> [Set task 1]:
For the forum thread on honesty below, decide whether each statement agrees with it. Answer yes or no, and quote the exact words of the thread that decide it.
(a) The thread was first posted on the Aeclectic Tarot Forum on 20 Aug 2002.
(b) In wavebreaker's first example, the friend dislikes her own new haircut.
(c) catlin says that lying for reasons of politeness is acceptable.
> [Set task 2]: Translate this sentence from the forum thread on honesty into Spanish: "It really depends on the situation (and the mood I am in)."

> [Document passage]:
........

Thread originally posted on the Aeclectic Tarot Forum on 20 Aug 2002, and now archived in the Forum Library.

wavebreaker  20 Aug 2002 
Are you always honest?

Say, a friend of yours has just come back from the hairdresser's and is really enthusiastic about her new haircut. However, you think it looks awful on her. What do you do? Do you tell her it looks awful? Or are you diplomatic about it and say "it's not my style" or something like that? Or do you lie and tell her she looks great? And if you do, do you consider that a lie or just being polite?

Or say, you know your friend's partner is cheating on him/her. Do you tell your friend? Or do you only give your friend hints about it so s/he will find out? Or do you think it's none of your business and you don't say anything? And what if your friend suspects something and asks you whether you know about it, do you tell the truth or not? 


catlin  20 Aug 2002 
It really depends on the situation (and the mood I am in). Ok, I hate lying (even for reasons of politeness) and you can usually tell from my face what I am thinking so even the "it's not my style" sounds sometimes wrong when I say it.

........

> [Dataset rows]:
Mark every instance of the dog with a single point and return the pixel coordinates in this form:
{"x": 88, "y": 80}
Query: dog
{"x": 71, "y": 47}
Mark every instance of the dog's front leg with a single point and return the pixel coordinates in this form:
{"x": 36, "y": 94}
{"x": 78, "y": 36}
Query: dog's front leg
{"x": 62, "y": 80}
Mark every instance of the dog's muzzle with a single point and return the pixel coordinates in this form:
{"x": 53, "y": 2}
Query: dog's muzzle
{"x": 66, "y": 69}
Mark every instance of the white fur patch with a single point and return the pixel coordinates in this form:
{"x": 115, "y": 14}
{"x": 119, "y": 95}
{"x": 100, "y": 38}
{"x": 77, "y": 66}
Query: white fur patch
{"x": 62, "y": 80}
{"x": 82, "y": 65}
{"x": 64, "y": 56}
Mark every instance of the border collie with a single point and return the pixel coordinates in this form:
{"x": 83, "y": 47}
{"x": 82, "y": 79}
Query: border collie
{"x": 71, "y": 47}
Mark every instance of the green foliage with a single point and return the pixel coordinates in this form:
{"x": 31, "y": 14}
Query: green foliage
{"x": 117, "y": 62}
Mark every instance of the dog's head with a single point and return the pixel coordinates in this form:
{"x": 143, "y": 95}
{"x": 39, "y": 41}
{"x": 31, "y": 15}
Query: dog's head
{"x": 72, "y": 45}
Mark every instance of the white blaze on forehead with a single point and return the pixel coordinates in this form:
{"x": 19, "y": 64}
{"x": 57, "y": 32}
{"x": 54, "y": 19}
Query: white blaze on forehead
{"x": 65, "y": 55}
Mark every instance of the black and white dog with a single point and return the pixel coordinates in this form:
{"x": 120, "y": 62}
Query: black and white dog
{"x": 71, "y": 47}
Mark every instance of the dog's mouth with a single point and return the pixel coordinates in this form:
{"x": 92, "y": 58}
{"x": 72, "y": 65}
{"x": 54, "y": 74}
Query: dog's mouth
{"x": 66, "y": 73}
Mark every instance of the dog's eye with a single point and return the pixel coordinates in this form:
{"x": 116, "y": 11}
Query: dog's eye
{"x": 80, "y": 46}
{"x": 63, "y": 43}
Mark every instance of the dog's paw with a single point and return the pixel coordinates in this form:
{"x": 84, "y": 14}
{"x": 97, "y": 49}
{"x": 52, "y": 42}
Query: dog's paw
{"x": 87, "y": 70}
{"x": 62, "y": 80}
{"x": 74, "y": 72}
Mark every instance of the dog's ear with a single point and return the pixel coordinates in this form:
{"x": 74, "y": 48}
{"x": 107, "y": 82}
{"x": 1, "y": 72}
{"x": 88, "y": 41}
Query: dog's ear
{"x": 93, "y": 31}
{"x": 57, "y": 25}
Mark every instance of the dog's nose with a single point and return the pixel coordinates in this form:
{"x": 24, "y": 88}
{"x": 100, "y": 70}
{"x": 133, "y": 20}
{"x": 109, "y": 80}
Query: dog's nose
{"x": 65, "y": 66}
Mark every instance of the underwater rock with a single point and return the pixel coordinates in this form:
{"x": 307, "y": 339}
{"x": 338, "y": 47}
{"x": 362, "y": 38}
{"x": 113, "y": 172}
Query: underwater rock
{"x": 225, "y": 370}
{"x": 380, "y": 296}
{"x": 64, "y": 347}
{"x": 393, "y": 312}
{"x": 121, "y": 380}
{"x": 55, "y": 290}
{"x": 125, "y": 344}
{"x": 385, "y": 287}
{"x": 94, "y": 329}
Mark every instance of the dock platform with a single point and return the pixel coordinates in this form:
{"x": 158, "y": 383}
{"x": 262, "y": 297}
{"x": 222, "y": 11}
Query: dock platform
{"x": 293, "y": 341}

........

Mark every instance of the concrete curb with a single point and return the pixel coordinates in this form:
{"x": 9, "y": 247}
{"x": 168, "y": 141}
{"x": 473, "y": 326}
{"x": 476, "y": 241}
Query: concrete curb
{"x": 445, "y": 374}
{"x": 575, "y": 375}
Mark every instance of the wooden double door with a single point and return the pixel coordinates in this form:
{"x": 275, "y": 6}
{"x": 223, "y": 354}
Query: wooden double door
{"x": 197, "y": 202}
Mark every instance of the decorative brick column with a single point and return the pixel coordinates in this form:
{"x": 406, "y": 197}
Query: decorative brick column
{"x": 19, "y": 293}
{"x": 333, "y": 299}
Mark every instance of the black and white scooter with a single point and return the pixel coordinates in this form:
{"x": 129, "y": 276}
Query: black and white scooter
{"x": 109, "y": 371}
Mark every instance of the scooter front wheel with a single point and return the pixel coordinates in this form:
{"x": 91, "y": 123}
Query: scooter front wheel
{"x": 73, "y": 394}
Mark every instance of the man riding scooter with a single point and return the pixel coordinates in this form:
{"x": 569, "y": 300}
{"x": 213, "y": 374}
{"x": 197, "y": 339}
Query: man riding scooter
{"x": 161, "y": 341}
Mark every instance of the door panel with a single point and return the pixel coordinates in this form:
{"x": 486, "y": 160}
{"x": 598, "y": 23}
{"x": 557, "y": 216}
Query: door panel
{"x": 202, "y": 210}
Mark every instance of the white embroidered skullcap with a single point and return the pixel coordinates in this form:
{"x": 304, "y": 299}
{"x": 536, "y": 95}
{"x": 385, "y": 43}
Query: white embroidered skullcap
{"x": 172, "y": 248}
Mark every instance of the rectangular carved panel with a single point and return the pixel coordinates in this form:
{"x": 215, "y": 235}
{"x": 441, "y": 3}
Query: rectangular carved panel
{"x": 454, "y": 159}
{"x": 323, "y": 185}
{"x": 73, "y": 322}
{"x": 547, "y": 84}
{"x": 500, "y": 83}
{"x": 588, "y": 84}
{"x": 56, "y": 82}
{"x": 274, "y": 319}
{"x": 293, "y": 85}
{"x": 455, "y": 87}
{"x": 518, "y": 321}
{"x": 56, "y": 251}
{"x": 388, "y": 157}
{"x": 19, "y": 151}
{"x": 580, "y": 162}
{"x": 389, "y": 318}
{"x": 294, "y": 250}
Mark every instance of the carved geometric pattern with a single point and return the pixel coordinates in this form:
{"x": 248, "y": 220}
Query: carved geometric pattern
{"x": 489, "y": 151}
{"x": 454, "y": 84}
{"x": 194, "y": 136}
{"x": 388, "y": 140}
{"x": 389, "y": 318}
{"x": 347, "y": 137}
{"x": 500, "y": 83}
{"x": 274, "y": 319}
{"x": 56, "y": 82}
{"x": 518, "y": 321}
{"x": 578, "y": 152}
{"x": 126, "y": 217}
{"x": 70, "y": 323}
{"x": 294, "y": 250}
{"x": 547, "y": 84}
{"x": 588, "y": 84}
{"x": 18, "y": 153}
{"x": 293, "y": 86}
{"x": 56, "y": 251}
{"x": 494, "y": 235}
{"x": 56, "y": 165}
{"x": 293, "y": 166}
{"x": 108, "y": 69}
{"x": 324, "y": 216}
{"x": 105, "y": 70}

........

> [Written solution 1]:
(a) Yes: "Thread originally posted on the Aeclectic Tarot Forum on 20 Aug 2002"
(b) No: "is really enthusiastic about her new haircut"
(c) No: "I hate lying (even for reasons of politeness)"

> [Written solution 2]: Realmente depende de la situación (y del humor en que esté).